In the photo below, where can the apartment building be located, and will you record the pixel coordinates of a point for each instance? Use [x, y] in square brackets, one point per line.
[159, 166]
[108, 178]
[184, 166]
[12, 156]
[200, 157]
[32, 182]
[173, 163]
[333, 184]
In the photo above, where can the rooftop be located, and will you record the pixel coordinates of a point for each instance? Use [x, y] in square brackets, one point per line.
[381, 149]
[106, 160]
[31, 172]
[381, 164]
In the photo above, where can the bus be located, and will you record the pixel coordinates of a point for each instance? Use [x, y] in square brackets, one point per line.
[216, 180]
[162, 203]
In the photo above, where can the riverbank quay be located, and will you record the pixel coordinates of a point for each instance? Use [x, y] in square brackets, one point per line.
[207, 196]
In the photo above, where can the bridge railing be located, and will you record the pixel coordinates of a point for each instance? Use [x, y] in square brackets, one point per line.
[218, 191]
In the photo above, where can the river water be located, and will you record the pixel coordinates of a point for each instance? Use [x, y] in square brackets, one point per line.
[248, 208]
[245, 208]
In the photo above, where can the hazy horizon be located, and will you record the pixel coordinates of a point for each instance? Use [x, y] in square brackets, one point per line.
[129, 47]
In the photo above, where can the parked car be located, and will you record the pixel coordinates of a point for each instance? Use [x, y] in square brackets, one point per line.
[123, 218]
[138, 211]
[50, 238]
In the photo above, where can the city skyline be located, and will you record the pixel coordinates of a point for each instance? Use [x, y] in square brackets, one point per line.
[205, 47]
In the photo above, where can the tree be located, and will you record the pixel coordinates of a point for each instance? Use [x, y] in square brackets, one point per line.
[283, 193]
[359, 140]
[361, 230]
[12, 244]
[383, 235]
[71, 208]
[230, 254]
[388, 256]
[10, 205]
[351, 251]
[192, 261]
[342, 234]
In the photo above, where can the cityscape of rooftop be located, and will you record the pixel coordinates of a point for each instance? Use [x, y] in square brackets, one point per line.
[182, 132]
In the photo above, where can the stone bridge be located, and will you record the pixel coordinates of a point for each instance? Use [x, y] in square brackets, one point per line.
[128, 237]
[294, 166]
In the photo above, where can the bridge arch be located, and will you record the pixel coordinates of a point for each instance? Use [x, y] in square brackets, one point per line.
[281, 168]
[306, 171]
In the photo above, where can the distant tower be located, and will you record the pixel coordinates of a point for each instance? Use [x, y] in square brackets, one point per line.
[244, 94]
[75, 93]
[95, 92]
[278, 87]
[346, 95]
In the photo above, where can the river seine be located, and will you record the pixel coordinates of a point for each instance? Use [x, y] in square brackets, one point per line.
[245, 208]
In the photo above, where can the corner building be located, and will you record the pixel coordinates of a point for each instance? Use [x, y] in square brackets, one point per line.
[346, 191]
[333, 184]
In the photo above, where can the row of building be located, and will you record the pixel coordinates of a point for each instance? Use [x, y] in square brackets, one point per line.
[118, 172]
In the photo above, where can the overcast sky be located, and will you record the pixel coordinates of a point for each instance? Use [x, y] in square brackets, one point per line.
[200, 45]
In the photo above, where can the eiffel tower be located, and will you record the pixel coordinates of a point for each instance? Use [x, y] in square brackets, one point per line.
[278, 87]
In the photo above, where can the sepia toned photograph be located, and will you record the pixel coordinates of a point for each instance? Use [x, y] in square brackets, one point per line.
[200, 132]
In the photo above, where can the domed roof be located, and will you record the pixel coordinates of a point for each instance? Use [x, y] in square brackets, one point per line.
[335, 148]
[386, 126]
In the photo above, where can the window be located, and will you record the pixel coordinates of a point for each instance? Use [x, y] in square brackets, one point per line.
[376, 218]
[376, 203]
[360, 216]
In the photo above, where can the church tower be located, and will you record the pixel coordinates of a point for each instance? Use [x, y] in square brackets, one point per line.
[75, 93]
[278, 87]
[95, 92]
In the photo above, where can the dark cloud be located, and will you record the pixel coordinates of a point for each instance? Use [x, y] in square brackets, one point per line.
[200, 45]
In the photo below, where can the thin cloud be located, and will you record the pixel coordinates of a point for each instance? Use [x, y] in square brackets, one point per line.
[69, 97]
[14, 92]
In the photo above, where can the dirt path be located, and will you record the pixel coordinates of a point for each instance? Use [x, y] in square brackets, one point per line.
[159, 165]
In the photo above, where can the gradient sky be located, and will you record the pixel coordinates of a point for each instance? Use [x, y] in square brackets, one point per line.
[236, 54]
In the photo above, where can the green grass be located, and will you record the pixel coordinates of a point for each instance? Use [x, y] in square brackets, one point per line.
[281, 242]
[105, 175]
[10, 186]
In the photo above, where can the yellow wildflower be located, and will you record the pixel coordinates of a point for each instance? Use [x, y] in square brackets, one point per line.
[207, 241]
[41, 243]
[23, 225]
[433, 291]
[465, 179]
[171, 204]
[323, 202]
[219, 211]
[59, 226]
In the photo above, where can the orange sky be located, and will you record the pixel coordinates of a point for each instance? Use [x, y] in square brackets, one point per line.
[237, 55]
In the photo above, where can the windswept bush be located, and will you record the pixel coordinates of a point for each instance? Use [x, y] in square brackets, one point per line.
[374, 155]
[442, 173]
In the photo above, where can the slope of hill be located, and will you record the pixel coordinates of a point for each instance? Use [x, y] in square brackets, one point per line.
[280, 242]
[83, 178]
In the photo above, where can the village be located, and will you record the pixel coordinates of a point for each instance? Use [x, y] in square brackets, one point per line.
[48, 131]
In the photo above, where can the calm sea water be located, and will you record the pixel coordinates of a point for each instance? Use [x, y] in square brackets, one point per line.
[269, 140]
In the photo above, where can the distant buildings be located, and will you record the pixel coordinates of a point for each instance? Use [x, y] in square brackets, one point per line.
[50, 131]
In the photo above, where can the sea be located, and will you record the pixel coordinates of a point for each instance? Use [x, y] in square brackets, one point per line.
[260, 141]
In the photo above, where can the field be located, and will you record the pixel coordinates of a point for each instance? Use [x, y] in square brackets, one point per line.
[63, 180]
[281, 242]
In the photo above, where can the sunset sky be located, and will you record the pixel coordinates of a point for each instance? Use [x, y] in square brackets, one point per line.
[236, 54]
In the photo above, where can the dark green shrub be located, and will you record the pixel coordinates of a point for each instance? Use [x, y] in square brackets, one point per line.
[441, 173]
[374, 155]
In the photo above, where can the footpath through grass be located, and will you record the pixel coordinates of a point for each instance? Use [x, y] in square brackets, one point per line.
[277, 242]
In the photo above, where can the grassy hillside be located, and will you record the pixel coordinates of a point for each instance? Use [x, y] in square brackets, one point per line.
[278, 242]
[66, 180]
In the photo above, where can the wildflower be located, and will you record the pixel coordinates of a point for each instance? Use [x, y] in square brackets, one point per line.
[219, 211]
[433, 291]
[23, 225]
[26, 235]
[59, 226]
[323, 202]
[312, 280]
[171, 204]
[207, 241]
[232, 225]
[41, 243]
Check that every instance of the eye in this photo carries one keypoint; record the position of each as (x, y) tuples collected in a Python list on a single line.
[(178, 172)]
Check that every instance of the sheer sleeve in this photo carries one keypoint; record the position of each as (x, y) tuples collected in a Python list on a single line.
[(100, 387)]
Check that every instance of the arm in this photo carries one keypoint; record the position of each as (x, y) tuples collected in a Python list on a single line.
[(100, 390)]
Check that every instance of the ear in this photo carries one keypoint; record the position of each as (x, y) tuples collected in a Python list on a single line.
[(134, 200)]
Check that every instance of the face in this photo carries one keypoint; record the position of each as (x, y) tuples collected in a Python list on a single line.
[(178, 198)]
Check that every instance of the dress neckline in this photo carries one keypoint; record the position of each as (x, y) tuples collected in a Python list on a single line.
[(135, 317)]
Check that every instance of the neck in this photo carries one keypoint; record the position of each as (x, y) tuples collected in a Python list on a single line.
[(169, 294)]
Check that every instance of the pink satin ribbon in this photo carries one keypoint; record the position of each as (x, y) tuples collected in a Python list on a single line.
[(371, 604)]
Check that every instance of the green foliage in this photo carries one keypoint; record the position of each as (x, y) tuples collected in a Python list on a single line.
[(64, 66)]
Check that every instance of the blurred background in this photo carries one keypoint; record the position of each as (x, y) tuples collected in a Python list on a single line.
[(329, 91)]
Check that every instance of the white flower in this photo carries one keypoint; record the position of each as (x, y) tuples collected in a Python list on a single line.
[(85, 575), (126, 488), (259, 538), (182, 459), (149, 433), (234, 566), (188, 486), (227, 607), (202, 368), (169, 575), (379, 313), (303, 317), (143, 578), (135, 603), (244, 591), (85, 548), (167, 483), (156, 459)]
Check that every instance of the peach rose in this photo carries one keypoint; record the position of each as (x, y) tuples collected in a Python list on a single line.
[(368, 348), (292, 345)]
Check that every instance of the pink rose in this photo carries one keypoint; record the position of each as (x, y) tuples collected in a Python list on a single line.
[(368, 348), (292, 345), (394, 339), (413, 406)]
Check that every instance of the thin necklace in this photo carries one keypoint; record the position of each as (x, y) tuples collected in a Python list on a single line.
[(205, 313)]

★ ★ ★ ★ ★

Beginning at the line containing "Check that every instance of the neck", repeat each line exactly through the last line of the entries, and include no other lines.

Check that every instance of the neck in this photo carries one keypoint; record the position of each as (x, y) tuples collected in a Python list on a single line.
[(169, 294)]
Check that every instance of the pink satin ribbon in this photo carries one keypoint; record the position of each as (x, y) tuples collected in a Python list on a single line.
[(371, 604)]
Check that every instance of the green foliage in this photo carries one keypoint; record the position of each as (x, y) tuples collected in a Python list on a single line.
[(64, 66)]
Check that every instance of the blurred background in this photo carries one keypoint; record the position of each as (x, y) tuples collected in a Python list on a single line.
[(329, 91)]
Check that every instance of the white flower in this photo carries one keypoint; record the position of each as (x, y) tuples collected in a Python list on a single line.
[(85, 575), (126, 488), (259, 538), (182, 459), (149, 433), (234, 566), (188, 486), (227, 607), (202, 368), (169, 575), (379, 313), (303, 317), (143, 578), (135, 603), (244, 591), (85, 548), (167, 483), (156, 459)]
Check that every instance of the peach rose in this photo carries one keypoint; record the position of each as (x, y) tuples collected in a Python list on a single line.
[(368, 348), (292, 345)]
Check that every instance of the pink rose in this photo carries one keypoint; record the position of each as (x, y) tuples collected in a Python list on a single line.
[(368, 348), (292, 345), (394, 339), (413, 406)]
Check that every instance of the thin necklace in this photo carries one keypoint; record the position of each as (x, y) tuples collected in a Python list on a single line.
[(205, 313)]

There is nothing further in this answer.